— Begin DATA FOR THE TASK —

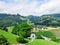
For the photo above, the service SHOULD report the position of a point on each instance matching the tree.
(3, 40)
(21, 39)
(23, 29)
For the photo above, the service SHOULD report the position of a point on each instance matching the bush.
(23, 29)
(46, 34)
(21, 40)
(3, 40)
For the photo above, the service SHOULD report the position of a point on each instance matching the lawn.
(42, 42)
(10, 37)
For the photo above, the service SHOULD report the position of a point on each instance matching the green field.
(10, 37)
(42, 42)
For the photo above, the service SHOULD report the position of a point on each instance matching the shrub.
(23, 29)
(46, 34)
(3, 40)
(21, 40)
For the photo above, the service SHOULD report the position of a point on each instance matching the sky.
(30, 7)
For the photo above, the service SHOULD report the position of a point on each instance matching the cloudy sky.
(30, 7)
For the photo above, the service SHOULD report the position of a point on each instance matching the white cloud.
(29, 7)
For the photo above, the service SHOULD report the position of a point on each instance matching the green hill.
(10, 37)
(42, 42)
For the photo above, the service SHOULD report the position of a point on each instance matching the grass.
(42, 42)
(10, 37)
(10, 29)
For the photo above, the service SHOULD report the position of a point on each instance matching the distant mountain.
(33, 19)
(11, 19)
(53, 15)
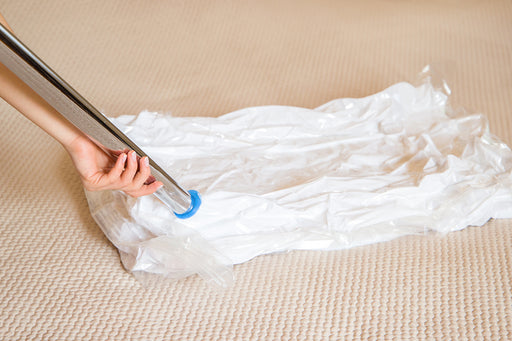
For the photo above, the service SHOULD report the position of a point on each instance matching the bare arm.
(98, 170)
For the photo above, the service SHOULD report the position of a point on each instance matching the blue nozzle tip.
(194, 206)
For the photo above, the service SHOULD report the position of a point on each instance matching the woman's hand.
(100, 171)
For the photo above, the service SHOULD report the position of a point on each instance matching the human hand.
(100, 171)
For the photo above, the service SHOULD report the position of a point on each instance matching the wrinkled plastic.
(275, 178)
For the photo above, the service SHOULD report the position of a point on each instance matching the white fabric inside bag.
(276, 178)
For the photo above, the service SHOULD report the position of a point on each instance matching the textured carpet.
(60, 279)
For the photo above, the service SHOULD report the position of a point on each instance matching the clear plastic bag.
(274, 178)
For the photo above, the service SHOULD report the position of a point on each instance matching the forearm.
(15, 92)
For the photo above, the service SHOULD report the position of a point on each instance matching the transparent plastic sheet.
(350, 172)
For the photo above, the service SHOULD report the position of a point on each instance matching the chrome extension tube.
(60, 95)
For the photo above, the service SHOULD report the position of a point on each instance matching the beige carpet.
(60, 278)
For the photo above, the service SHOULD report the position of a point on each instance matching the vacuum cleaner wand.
(60, 95)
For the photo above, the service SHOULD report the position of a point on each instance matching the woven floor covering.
(61, 279)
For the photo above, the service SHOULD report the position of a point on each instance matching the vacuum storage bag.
(276, 178)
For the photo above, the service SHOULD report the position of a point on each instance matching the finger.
(145, 189)
(118, 168)
(143, 174)
(130, 169)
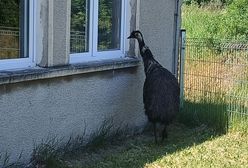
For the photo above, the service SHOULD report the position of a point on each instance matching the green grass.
(185, 147)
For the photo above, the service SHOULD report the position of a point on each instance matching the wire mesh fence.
(215, 82)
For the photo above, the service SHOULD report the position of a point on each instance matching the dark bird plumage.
(160, 91)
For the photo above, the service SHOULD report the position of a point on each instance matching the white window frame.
(20, 63)
(93, 54)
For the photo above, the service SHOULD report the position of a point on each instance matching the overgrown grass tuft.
(54, 153)
(6, 163)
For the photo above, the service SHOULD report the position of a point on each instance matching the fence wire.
(216, 82)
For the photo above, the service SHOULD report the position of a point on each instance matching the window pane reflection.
(109, 25)
(79, 26)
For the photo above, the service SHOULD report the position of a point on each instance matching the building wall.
(34, 110)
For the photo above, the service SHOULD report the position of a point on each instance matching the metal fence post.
(182, 63)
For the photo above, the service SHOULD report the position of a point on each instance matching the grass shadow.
(140, 150)
(211, 113)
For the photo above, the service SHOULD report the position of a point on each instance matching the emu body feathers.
(160, 91)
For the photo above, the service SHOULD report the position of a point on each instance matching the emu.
(160, 90)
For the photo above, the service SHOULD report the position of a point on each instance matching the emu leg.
(155, 132)
(164, 133)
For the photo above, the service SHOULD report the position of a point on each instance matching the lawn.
(185, 147)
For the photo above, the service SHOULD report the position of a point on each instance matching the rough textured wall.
(157, 25)
(34, 111)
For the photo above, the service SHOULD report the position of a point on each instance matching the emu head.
(136, 35)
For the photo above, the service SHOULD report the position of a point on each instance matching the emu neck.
(147, 56)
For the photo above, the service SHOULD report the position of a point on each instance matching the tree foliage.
(229, 22)
(237, 19)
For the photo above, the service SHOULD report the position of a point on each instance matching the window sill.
(36, 73)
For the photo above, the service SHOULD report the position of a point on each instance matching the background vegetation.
(221, 19)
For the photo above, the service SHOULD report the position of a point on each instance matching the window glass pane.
(109, 25)
(79, 26)
(13, 29)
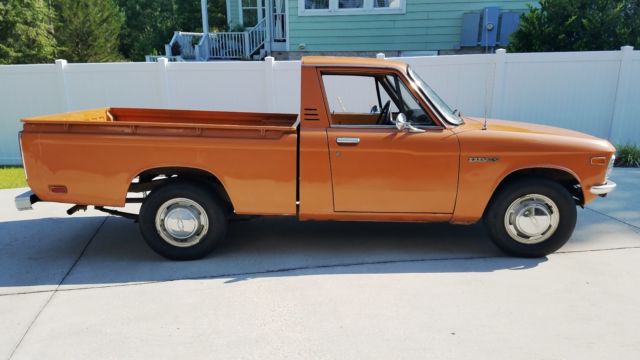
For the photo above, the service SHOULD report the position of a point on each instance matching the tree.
(149, 24)
(88, 30)
(26, 34)
(578, 25)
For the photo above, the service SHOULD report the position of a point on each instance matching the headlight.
(610, 167)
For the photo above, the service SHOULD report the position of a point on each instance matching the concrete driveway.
(86, 286)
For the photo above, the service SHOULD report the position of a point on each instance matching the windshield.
(442, 107)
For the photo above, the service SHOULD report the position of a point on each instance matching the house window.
(316, 4)
(388, 4)
(350, 4)
(350, 7)
(249, 13)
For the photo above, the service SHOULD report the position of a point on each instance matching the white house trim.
(367, 9)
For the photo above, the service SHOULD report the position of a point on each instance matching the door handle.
(348, 141)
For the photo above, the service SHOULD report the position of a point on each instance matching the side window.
(407, 103)
(360, 99)
(350, 94)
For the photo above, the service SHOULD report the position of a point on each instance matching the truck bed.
(97, 153)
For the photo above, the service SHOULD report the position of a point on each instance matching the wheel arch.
(152, 178)
(568, 179)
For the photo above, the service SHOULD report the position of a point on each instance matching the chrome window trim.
(426, 127)
(428, 101)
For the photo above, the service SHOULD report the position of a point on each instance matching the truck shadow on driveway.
(106, 251)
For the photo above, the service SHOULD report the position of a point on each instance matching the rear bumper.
(603, 189)
(25, 200)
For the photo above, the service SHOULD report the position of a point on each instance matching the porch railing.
(232, 45)
(183, 44)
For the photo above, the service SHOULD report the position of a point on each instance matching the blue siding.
(426, 25)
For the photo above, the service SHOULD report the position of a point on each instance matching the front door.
(375, 167)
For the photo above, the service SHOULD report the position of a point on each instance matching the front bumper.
(603, 189)
(25, 200)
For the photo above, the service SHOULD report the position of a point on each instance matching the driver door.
(377, 169)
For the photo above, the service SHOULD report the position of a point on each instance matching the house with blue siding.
(289, 29)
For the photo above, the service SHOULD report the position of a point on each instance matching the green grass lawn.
(12, 177)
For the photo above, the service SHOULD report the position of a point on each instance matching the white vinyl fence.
(594, 92)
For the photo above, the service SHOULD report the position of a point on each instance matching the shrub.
(628, 155)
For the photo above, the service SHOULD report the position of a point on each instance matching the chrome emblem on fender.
(482, 159)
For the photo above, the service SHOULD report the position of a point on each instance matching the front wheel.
(182, 221)
(531, 218)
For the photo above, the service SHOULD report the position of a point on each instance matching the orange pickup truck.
(372, 142)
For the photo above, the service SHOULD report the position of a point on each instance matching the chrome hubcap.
(531, 219)
(182, 222)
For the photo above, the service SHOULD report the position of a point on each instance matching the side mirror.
(401, 122)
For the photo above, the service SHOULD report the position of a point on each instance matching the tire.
(531, 217)
(182, 221)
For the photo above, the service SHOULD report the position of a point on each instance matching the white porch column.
(205, 30)
(269, 26)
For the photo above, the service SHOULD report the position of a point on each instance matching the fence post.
(163, 81)
(62, 85)
(621, 97)
(246, 44)
(497, 97)
(269, 84)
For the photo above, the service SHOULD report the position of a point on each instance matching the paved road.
(88, 287)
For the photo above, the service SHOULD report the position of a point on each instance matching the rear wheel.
(182, 221)
(531, 218)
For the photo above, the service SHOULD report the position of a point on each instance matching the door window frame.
(372, 71)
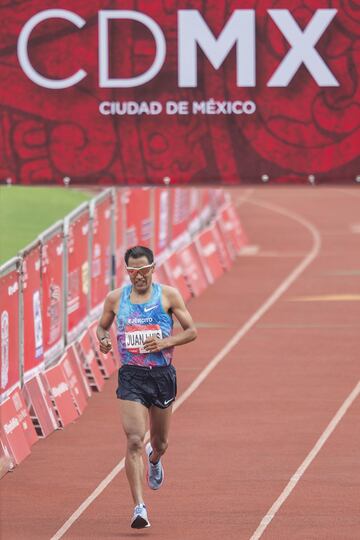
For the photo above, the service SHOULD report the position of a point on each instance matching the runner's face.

— End DATA FOR THE TASK —

# REQUIREMENTS
Repeat the lines of the entries from the one containing "door window frame." through the end of the entries, leaving the pictures out.

# ANSWER TO THIS EXERCISE
For the photo above, the service SHOULD report the position of a point on each instance matching the door window frame.
(372, 71)
For the photo above, the service SHOULD report the position of a point on each instance matching the runner's face.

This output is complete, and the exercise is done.